= Lista de tarefas =
1. De acordo com o texto sobre o caso Gustavo Henrique, que motivo o réu apresentou em seu depoimento para ter disparado contra Gustavo?
2. Transcreva sem alterações, do texto sobre o caso Gustavo Henrique, o trecho que vai de "Após quase dois" até "a população negra.".

= Trecho da página =
----

No trágico episódio de 28 de janeiro de 2022, Gustavo Henrique, um jovem negro de 17 anos, teve sua vida ceifada por um policial militar do Distrito Federal, com um tiro no peito.
Após quase dois anos de espera, o policial foi absolvido em um júri popular formado em maioria por pessoas brancas. Este evento revoltante coloca em evidência a fragilidade do sistema judicial e também a naturalização da onda de violência contra a população negra.
Gustavo carregava consigo um sorriso contagiante, estudava no ensino médio, trabalhava em uma hamburgueria como chapeiro e ajudava financeiramente sua mãe. Como afirmou seu amigo Gustavo Matheus no depoimento, ele era “puro, um mil grau” e essa imagem perdura na memória de quem o conhecia. Além disso, o resultado do exame do IML revelou a ausência de drogas e álcool em seu sangue; e o delegado, em uma retratação pública após afirmar o contrário, elucidou que ele não tinha antecedentes criminais.
A condução do caso e as argumentações da defesa são permeados por uma série de erros graves. Dentre elas, a falsa acusação de que Gustavo estaria em uma moto roubada e portando um simulacro. Em seu depoimento, o réu afirmou ter visto Gustavo dando a entender que iria atirar, o que o motivou a disparar.

----

= Registros =
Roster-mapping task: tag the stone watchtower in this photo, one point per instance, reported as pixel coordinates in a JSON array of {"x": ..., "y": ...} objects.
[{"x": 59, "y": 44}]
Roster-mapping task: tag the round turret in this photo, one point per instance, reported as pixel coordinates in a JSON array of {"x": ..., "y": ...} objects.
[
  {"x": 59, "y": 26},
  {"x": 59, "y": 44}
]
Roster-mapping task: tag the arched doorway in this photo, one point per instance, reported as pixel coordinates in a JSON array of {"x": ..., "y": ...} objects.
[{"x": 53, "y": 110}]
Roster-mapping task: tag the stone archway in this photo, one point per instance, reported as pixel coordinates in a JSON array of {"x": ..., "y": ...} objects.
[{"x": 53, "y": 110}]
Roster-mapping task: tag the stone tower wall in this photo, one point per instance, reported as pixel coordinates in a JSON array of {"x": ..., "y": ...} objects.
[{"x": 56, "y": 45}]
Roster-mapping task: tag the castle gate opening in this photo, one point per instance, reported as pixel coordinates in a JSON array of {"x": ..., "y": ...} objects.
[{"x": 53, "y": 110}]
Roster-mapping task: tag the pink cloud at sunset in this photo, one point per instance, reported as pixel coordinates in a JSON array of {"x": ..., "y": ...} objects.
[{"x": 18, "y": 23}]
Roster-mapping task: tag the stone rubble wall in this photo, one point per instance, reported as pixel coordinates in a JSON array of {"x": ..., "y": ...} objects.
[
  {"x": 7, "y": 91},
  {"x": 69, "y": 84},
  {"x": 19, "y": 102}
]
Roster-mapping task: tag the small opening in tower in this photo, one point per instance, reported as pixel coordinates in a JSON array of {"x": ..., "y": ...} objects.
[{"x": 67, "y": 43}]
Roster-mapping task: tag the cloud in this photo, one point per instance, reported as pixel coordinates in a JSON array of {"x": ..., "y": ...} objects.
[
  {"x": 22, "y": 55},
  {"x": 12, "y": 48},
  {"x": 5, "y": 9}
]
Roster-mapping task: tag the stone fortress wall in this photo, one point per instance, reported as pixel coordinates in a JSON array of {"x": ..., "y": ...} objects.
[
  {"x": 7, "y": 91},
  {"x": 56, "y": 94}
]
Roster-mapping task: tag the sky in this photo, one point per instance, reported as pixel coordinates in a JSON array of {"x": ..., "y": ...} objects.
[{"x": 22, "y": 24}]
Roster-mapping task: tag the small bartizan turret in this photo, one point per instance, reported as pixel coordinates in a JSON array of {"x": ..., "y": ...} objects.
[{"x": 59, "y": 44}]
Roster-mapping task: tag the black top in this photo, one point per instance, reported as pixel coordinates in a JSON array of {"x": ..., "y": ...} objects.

----

= Respostas por tarefa =
1. O réu afirmou que viu Gustavo dando a entender que iria atirar, e foi isso que o levou a disparar.

2.
Após quase dois anos de espera, o policial foi absolvido em um júri popular formado em maioria por pessoas brancas. Este evento revoltante coloca em evidência a fragilidade do sistema judicial e também a naturalização da onda de violência contra a população negra.